**Task directions**. How many lines in the rows below contain the word "trunk"? Count them and reply with the number alone.
○ ○ ○
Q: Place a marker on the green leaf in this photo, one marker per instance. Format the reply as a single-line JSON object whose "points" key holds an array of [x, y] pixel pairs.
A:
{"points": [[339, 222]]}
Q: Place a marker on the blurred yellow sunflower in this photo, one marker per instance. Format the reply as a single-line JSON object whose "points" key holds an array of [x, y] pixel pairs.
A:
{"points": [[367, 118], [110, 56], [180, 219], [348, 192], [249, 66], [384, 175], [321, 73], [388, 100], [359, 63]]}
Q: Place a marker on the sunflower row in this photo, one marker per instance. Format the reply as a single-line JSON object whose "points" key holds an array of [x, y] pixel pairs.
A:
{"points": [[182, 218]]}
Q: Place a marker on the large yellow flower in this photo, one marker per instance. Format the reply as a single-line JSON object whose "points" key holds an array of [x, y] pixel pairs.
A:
○ ○ ○
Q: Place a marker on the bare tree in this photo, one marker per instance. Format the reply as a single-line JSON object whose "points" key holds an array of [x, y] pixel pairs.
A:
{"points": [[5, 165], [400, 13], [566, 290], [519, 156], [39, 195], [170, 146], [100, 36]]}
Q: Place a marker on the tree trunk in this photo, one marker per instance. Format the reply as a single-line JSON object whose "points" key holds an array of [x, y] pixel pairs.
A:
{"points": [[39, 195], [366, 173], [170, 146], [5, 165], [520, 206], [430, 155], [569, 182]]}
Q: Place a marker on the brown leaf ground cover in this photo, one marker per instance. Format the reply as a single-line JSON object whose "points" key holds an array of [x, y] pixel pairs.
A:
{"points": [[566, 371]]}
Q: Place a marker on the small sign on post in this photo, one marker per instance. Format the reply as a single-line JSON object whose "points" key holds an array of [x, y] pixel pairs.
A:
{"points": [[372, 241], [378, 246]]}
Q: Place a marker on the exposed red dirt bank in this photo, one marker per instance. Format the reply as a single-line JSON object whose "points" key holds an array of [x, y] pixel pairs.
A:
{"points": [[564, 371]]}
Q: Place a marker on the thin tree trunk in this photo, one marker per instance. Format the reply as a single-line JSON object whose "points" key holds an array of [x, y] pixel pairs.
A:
○ ○ ○
**Correct output**. 2